Data:
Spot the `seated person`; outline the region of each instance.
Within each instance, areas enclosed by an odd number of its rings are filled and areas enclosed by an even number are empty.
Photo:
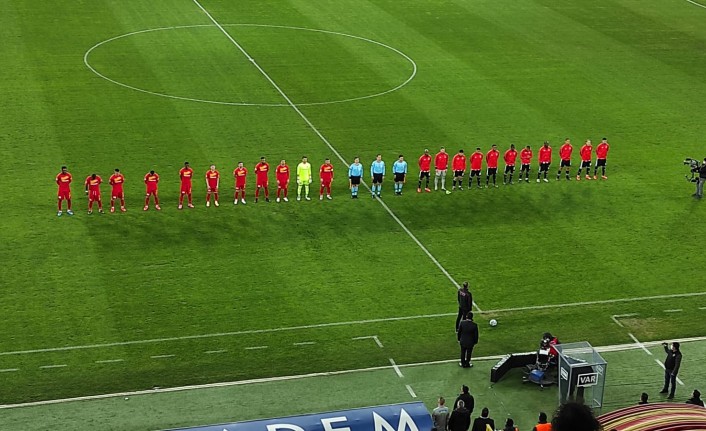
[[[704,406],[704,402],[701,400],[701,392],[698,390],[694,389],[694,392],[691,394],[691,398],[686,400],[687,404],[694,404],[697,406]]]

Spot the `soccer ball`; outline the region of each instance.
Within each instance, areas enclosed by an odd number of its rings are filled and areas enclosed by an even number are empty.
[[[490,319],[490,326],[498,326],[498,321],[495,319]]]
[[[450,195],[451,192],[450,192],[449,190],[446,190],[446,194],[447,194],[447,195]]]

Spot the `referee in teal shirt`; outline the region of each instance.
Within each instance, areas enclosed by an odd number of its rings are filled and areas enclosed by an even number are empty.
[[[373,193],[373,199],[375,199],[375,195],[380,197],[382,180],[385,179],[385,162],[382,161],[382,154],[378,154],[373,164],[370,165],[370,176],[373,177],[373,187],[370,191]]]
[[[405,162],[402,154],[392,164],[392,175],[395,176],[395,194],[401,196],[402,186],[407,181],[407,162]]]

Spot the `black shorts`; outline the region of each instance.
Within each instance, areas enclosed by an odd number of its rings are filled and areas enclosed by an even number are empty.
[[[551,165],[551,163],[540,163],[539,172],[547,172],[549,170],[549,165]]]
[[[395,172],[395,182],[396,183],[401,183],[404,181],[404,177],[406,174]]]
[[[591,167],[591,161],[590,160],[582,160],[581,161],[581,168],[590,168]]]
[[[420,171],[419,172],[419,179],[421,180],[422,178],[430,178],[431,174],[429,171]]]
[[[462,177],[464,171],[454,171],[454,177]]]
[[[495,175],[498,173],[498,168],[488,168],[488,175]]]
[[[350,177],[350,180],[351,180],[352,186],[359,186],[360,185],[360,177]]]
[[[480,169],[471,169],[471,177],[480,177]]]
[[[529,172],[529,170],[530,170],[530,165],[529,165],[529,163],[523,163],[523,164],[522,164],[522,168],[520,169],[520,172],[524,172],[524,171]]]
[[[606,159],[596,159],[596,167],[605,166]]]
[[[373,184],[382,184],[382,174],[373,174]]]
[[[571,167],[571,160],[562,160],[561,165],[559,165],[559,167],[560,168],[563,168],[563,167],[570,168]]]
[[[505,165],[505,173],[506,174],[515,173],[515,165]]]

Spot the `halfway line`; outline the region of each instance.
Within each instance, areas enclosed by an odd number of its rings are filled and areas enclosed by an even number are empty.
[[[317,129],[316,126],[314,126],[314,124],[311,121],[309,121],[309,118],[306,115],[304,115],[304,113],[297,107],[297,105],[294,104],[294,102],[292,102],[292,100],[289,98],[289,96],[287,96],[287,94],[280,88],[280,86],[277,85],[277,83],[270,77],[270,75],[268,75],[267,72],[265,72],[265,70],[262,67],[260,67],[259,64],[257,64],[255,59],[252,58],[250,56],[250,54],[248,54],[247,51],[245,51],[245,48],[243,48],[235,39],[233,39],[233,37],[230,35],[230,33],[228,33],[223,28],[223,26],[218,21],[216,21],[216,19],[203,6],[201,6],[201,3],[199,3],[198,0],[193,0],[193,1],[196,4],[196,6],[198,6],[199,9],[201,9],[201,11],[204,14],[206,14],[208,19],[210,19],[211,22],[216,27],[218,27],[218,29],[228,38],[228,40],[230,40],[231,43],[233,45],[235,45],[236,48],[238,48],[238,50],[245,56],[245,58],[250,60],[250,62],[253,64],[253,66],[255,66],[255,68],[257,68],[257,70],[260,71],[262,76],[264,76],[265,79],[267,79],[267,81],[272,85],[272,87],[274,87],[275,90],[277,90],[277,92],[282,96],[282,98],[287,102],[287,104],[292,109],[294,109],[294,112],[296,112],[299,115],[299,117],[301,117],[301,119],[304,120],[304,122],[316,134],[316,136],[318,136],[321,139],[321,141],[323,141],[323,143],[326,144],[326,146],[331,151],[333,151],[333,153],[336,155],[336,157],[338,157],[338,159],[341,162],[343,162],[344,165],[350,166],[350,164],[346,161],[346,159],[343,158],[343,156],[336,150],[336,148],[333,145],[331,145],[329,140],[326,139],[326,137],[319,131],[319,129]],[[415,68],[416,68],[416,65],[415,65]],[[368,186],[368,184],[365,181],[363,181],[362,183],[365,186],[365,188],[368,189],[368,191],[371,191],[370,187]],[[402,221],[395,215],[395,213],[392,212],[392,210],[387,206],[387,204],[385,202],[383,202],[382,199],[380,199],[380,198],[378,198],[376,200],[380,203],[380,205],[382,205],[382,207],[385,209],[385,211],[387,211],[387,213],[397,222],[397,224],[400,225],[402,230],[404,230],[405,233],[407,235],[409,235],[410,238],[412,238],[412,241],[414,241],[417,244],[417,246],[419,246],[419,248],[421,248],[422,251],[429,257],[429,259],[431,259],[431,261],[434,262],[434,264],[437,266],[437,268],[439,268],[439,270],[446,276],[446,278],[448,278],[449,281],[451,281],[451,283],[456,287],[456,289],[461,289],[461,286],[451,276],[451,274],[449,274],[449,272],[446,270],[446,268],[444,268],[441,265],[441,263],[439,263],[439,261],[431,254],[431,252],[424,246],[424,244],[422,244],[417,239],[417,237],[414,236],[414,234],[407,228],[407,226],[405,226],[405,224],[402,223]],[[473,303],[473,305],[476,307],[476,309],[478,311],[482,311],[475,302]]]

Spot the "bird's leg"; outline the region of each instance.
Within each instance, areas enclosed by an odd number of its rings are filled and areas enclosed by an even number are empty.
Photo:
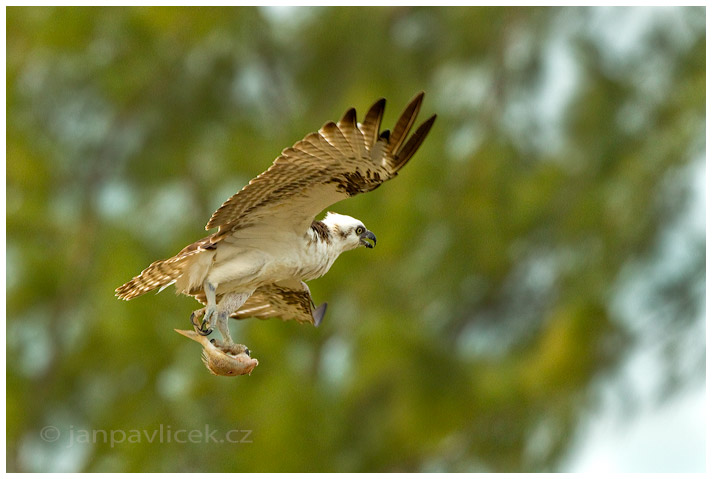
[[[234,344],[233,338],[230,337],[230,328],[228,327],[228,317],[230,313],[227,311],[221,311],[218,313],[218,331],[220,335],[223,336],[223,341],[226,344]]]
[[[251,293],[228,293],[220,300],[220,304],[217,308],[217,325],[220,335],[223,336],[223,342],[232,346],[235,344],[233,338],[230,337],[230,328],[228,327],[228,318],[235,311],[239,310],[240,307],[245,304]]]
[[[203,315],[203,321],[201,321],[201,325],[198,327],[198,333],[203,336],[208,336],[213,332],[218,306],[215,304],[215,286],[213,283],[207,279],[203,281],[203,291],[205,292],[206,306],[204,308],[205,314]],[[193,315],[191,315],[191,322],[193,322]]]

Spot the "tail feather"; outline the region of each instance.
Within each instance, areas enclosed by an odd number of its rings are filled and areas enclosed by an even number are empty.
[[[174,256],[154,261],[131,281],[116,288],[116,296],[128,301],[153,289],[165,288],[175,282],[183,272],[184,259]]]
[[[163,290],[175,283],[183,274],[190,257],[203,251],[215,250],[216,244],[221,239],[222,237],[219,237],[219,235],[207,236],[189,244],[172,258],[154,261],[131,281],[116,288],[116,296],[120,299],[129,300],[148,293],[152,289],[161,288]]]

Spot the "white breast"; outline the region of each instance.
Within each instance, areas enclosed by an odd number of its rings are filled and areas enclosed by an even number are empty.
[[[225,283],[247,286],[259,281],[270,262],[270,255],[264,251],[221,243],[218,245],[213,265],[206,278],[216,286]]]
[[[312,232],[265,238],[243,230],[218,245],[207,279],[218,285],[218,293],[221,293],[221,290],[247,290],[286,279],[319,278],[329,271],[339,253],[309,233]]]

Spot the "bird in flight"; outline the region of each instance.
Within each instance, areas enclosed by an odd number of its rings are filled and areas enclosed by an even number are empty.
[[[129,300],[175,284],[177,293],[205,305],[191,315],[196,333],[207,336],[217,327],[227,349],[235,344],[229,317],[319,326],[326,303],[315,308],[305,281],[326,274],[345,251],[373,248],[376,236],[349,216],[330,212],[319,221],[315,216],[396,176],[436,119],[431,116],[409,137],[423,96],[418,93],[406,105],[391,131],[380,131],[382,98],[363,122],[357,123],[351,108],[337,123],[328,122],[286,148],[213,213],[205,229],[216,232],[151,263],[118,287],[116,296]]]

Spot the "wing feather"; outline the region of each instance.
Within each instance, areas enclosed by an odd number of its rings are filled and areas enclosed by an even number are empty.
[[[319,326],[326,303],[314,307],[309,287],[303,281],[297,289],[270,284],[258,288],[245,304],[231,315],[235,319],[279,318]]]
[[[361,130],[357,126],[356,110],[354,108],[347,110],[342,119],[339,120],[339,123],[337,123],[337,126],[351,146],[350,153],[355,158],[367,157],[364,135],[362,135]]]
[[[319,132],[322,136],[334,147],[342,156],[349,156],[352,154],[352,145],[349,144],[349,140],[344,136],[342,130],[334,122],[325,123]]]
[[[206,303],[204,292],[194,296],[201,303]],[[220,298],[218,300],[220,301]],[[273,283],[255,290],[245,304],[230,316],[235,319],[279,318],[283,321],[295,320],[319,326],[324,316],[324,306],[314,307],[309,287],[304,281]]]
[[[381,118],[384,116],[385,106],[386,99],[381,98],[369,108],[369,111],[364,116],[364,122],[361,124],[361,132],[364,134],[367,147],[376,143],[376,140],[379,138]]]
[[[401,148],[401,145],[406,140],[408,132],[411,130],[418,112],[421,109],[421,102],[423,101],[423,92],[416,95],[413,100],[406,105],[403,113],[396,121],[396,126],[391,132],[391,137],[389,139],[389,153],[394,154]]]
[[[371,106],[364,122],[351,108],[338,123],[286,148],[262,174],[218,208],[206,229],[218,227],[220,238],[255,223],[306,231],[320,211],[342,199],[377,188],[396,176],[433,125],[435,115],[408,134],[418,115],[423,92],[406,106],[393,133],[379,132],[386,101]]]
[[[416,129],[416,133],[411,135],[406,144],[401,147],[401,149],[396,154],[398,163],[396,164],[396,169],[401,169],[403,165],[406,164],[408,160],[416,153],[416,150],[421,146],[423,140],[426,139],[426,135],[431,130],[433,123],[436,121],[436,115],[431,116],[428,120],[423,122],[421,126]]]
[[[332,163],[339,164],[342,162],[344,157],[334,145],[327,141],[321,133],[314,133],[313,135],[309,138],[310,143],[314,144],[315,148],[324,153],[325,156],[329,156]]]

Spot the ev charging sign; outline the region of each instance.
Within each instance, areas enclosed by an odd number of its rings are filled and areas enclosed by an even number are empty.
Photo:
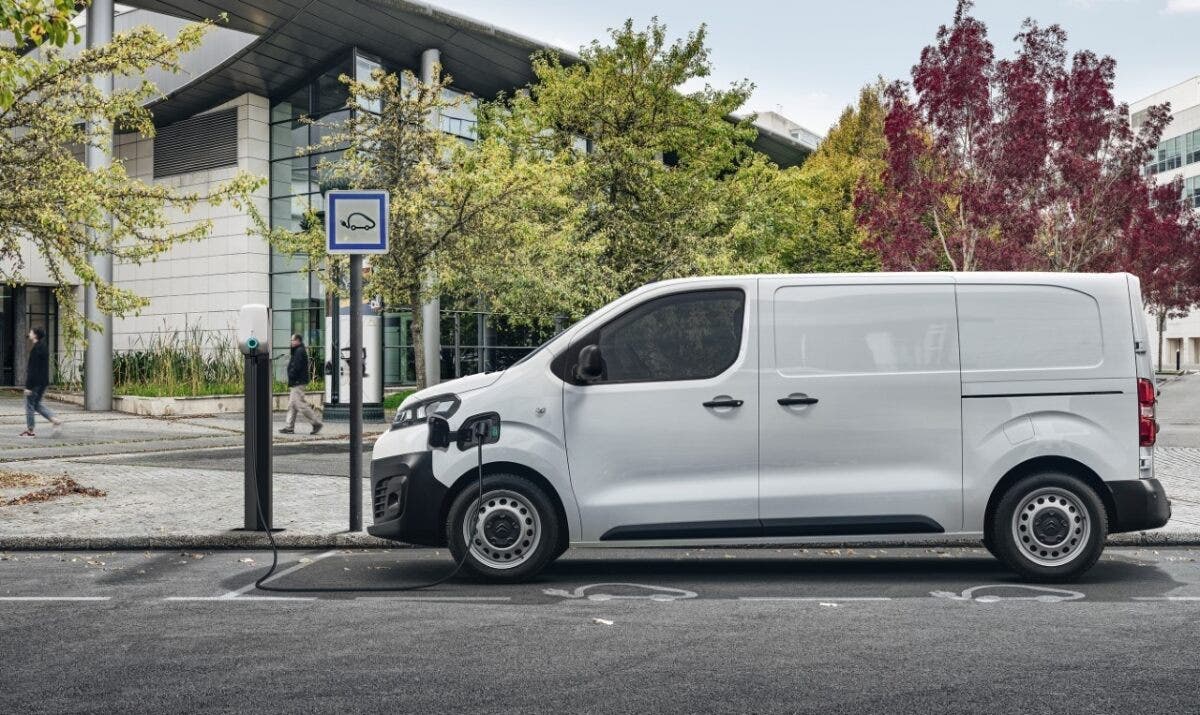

Assigned task:
With the data above as the source, tally the lines that include the string "region", and give that figure alone.

Task solution:
11